## DESCRIPTION OF THE TASK
Please lay out every line of the material below as a numbered list, skipping blank lines and leaving out the pictures.

Entries drawn from a collection
────────────────────────────────────────

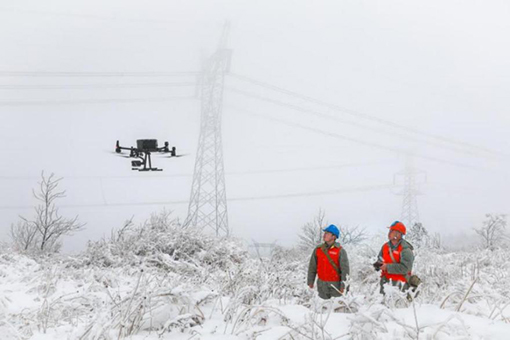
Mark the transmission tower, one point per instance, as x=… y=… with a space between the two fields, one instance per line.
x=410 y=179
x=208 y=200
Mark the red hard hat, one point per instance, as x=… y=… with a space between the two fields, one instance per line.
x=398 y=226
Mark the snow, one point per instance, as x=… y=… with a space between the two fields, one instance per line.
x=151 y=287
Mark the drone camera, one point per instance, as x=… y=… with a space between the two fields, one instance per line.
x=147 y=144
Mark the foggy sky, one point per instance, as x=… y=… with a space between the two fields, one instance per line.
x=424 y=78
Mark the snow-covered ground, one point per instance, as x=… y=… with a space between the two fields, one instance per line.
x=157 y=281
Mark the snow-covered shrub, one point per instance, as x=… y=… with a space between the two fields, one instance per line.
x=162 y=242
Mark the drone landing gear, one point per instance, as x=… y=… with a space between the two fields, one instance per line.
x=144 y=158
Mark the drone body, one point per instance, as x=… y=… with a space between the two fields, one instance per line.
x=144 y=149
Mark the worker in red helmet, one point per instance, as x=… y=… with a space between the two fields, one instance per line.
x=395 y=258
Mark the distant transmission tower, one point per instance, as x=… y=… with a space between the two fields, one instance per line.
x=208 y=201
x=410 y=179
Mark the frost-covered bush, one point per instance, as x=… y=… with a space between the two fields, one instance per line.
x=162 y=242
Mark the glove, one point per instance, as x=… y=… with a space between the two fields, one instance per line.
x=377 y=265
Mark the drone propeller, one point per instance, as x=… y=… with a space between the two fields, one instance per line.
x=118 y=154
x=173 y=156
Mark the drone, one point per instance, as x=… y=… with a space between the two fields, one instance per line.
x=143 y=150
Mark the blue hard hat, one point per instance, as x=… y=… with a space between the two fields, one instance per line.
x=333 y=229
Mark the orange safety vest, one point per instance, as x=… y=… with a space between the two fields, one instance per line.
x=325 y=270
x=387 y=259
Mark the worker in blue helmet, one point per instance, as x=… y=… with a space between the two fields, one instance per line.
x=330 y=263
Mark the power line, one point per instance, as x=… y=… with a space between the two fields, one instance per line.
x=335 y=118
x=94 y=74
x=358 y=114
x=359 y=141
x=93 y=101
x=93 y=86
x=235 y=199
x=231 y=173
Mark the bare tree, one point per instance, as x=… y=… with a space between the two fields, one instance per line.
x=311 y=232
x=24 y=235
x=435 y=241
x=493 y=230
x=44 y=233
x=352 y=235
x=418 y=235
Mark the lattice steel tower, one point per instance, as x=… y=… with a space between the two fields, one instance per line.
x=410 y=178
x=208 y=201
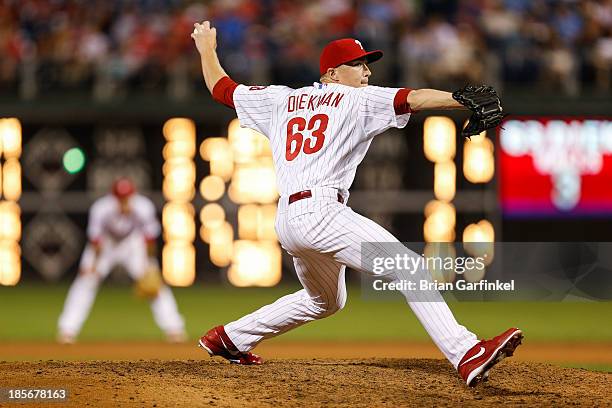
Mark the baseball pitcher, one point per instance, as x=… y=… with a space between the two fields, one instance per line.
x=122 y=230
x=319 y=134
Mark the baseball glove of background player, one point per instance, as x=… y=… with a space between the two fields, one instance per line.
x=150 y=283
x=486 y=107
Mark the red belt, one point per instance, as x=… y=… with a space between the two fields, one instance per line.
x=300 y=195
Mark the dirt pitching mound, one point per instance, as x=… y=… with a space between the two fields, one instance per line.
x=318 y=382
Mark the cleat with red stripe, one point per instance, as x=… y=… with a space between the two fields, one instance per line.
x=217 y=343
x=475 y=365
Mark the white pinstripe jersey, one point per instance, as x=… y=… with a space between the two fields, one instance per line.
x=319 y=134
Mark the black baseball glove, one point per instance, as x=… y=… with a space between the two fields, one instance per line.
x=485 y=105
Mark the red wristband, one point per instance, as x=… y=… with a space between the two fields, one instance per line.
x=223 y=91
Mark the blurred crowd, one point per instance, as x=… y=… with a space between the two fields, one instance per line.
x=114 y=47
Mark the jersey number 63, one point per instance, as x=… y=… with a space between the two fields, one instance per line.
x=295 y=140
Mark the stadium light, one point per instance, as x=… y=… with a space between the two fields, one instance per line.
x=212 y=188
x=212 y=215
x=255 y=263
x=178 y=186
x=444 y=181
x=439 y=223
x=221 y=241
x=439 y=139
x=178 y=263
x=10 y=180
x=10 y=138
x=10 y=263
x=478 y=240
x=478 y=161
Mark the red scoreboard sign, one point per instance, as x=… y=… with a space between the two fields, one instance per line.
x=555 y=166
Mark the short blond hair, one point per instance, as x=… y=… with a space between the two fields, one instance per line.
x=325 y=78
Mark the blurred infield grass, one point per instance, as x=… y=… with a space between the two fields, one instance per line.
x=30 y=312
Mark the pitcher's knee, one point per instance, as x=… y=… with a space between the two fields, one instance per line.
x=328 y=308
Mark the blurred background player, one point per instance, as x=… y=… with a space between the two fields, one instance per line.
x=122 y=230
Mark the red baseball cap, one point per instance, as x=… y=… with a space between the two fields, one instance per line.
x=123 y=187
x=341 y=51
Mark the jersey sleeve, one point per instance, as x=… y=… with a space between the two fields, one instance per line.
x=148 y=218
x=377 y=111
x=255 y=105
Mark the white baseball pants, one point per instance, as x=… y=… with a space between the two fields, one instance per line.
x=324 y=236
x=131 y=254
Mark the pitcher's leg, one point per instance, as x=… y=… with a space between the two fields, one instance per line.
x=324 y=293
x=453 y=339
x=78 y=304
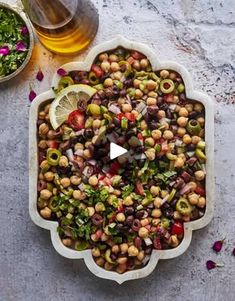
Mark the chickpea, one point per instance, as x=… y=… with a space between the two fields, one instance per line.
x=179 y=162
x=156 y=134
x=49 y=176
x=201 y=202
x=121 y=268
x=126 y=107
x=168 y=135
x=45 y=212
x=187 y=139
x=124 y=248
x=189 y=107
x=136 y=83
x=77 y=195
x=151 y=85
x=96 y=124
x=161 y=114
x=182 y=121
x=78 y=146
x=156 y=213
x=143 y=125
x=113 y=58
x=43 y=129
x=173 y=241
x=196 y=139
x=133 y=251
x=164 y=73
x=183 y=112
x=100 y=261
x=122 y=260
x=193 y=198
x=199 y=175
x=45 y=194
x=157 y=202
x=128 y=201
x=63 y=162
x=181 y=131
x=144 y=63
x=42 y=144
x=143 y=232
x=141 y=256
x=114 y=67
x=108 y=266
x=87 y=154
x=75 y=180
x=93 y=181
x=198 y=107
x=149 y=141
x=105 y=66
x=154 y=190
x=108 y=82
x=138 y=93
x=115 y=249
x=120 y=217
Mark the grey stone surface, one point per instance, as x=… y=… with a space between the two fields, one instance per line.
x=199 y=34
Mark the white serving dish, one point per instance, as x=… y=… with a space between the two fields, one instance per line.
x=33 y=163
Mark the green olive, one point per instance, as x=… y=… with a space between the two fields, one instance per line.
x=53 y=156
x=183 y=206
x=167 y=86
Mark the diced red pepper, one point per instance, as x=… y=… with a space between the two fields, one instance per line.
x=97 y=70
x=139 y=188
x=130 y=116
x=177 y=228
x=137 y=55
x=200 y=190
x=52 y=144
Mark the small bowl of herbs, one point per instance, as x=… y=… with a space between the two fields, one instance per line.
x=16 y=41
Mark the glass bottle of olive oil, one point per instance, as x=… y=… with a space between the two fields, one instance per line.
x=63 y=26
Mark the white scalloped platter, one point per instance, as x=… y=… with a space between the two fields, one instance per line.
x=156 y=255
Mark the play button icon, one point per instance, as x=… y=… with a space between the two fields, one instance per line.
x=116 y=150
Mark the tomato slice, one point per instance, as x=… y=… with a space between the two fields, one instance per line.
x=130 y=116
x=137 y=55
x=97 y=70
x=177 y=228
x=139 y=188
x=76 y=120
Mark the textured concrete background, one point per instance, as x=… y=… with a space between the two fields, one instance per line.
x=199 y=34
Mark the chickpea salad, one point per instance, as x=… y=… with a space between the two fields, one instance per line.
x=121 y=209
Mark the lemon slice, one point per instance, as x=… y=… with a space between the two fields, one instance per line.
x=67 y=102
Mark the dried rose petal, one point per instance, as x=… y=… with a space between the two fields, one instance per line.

────────────────────────────────────────

## TASK RESPONSE
1. Mark the transmission tower, one point per instance, as x=… y=… with a space between the two fields, one instance per line.
2. x=410 y=179
3. x=208 y=200
4. Mark the red hard hat, one point per instance, as x=… y=… with a space between the two fields, one instance per line.
5. x=398 y=226
6. Mark the snow, one point per instance, as x=… y=… with a space between the two fields, one instance per line.
7. x=151 y=287
8. Mark the drone camera, one point per instance, as x=… y=… with a space between the two fields, one instance per line.
9. x=147 y=144
10. Mark the foggy sky, one point per instance, as x=… y=… with a space between the two fields, one instance per line.
11. x=424 y=78
12. Mark the snow-covered ground, one point per instance, as x=… y=… with a space between the two fields, one instance per line.
13. x=157 y=281
14. Mark the snow-covered shrub, one point per instance, as x=… y=… with a space between the two fields, one instance per line.
15. x=162 y=242
16. Mark the drone landing gear, one point per instance, as x=… y=… with a space between the two fields, one instance per line.
17. x=144 y=158
18. Mark the drone body, one point per instance, as x=… y=… with a space between the two fields, one instance per line.
19. x=144 y=149
20. Mark the worker in red helmet, one point per instance, as x=… y=… with a space between the two fields, one instance per line.
21. x=395 y=258
22. Mark the distant transmission tower, one point per instance, as x=… y=… with a space between the two fields, one instance per line.
23. x=208 y=201
24. x=410 y=179
25. Mark the frost-covered bush, one point per instance, as x=… y=… with a space between the two fields, one instance per line.
26. x=162 y=242
27. Mark the glove, one point per instance, as x=… y=… with a space between the two fields, one instance per line.
28. x=377 y=265
29. Mark the drone propeller, one point per instance, as x=… y=… with a space between the two fields, one instance per line.
30. x=118 y=154
31. x=173 y=156
32. Mark the drone, one point per instance, as x=… y=… with a space between the two fields, one instance per line.
33. x=143 y=150
34. Mark the blue hard hat, one point per instance, as x=… y=… with a space between the two fields, one instance per line.
35. x=333 y=229
36. Mark the orange safety vest, one point per instance, as x=… y=… with a space between the two fields, one instance per line.
37. x=325 y=270
38. x=387 y=259
39. Mark the worker in blue helmet, one point per instance, as x=… y=… with a space between the two fields, one instance per line.
40. x=330 y=263
41. Mark the power line, one point per instance, as x=… y=… with a space between the two fields, one instance per line.
42. x=335 y=118
43. x=94 y=74
44. x=358 y=114
45. x=359 y=141
46. x=93 y=101
47. x=93 y=86
48. x=235 y=199
49. x=231 y=173
50. Mark the bare tree, one point per instance, as x=… y=… with a space between the two fields, one instance per line.
51. x=311 y=232
52. x=24 y=235
53. x=435 y=241
54. x=493 y=230
55. x=44 y=233
56. x=352 y=235
57. x=418 y=235
58. Mark the lattice steel tower, one point per instance, as x=… y=… with a space between the two fields, one instance per line.
59. x=410 y=178
60. x=208 y=201
61. Mark the baseball pitcher, one point per instance, as x=… y=… with a space between the two fields, one instance per line.
62. x=122 y=230
63. x=319 y=134
64. Mark the baseball glove of background player, one point per instance, as x=… y=… with a space between the two fields, one instance per line.
65. x=150 y=283
66. x=486 y=107
67. Mark the red belt, one point per instance, as x=… y=… with a space between the two fields, one instance per line.
68. x=300 y=195
69. Mark the dirt pitching mound, one point per instance, as x=… y=… with a space between the two fields, one instance per line.
70. x=318 y=382
71. Mark the cleat with red stripe, one point per instance, as x=… y=… with a space between the two fields, one instance per line.
72. x=217 y=343
73. x=475 y=365
74. Mark the white pinstripe jersey, one point per instance, as x=… y=… with a space between the two fields, one instance per line.
75. x=319 y=134
76. Mark the black baseball glove, one point per instance, as x=… y=… with a space between the two fields, one instance per line.
77. x=485 y=105
78. Mark the red wristband, one point per instance, as x=… y=… with a space between the two fields, one instance per line.
79. x=223 y=91
80. Mark the blurred crowd, one point per instance, as x=… y=… with a space between the two fields, one instance per line.
81. x=114 y=47
82. Mark the jersey number 63, one point per instance, as x=… y=… with a space between the two fields, one instance per line.
83. x=295 y=140
84. Mark the stadium light, one point per instance, as x=… y=… with a space between the two fields, one instance per line.
85. x=212 y=188
86. x=212 y=215
87. x=255 y=263
88. x=178 y=186
89. x=444 y=181
90. x=439 y=223
91. x=221 y=241
92. x=439 y=139
93. x=178 y=263
94. x=10 y=180
95. x=10 y=138
96. x=10 y=263
97. x=478 y=240
98. x=478 y=161
99. Mark the red scoreboard sign, one point per instance, as x=… y=… with a space between the two fields, one instance per line.
100. x=555 y=166
101. Mark the short blond hair, one point per instance, as x=… y=… with a space between the two fields, one instance per line.
102. x=325 y=78
103. Mark the blurred infield grass, one point per instance, as x=… y=… with a space between the two fields, one instance per line.
104. x=30 y=312
105. Mark the pitcher's knee, one point per instance, as x=… y=… with a space between the two fields, one instance per line.
106. x=328 y=308
107. Mark the blurred background player, one point per instance, as x=… y=… with a space between the two fields, one instance per line.
108. x=122 y=230
109. Mark the red baseball cap, one point per instance, as x=… y=… with a space between the two fields, one instance per line.
110. x=123 y=187
111. x=341 y=51
112. Mark the jersey sleeve, one point per instance, as x=… y=… with a space between the two fields, one instance per line.
113. x=148 y=218
114. x=377 y=111
115. x=255 y=105
116. Mark the white baseball pants, one point per instance, as x=… y=… with a space between the two fields, one instance per line.
117. x=324 y=236
118. x=131 y=254
119. Mark the pitcher's leg, one point per instance, as x=… y=… with a space between the two fields, one instance per line.
120. x=324 y=293
121. x=453 y=339
122. x=78 y=304
123. Mark the chickpea, one point per instance, as x=… y=… with a space between the two fields, one instance per line.
124. x=179 y=162
125. x=156 y=134
126. x=49 y=176
127. x=201 y=202
128. x=121 y=268
129. x=126 y=107
130. x=168 y=135
131. x=45 y=212
132. x=187 y=139
133. x=124 y=248
134. x=189 y=107
135. x=136 y=83
136. x=77 y=195
137. x=151 y=85
138. x=96 y=124
139. x=161 y=114
140. x=182 y=121
141. x=78 y=146
142. x=156 y=213
143. x=143 y=125
144. x=113 y=58
145. x=43 y=129
146. x=173 y=241
147. x=196 y=139
148. x=133 y=251
149. x=164 y=73
150. x=183 y=112
151. x=100 y=261
152. x=122 y=260
153. x=193 y=198
154. x=199 y=175
155. x=45 y=194
156. x=157 y=202
157. x=128 y=201
158. x=63 y=162
159. x=181 y=131
160. x=144 y=63
161. x=42 y=144
162. x=143 y=232
163. x=141 y=256
164. x=114 y=67
165. x=108 y=266
166. x=87 y=154
167. x=75 y=180
168. x=93 y=181
169. x=198 y=107
170. x=149 y=141
171. x=105 y=66
172. x=154 y=190
173. x=108 y=82
174. x=138 y=93
175. x=115 y=249
176. x=120 y=217
177. Mark the grey stone surface, one point per instance, as x=… y=… with a space between the two fields, one instance per line.
178. x=199 y=34
179. Mark the white serving dish, one point per instance, as x=… y=… with a space between the two fields, one instance per line.
180. x=33 y=163
181. Mark the green olive, one point per instance, as x=… y=… with a space between the two fields, one instance per line.
182. x=53 y=156
183. x=183 y=206
184. x=167 y=86
185. Mark the diced red pepper, one point per instance, as x=… y=… with a space between the two fields, one instance per line.
186. x=97 y=70
187. x=139 y=188
188. x=130 y=116
189. x=177 y=228
190. x=137 y=55
191. x=200 y=190
192. x=52 y=144
193. Mark the small bowl of herbs, one point per instance, as x=… y=… with a space between the two fields, one instance per line.
194. x=16 y=41
195. Mark the glass bottle of olive oil, one point per instance, as x=… y=… with a space between the two fields, one instance per line.
196. x=63 y=26
197. Mark the white scalloped platter, one point per instance, as x=… y=… with a space between the two fields, one instance per line.
198. x=156 y=255
199. Mark the play button icon, one point per instance, as x=… y=… with a space between the two fields, one instance per line.
200. x=116 y=150
201. Mark the tomato slice, one point per instance, as x=… y=… with a space between the two fields, one instance per line.
202. x=130 y=116
203. x=137 y=55
204. x=97 y=70
205. x=177 y=228
206. x=139 y=188
207. x=76 y=120
208. Mark the textured concrete background, one point per instance, as x=… y=… with a space between the two fields, one instance per line.
209. x=199 y=34
210. Mark the chickpea salad, one point per instance, as x=… y=… with a space between the two fields, one instance per line.
211. x=121 y=209
212. Mark the lemon slice, one point per instance, as x=… y=… with a space between the two fields, one instance per line.
213. x=67 y=102
214. Mark the dried rose petal, one point per instance, as x=… y=… with a space between the two fields, one instance per line.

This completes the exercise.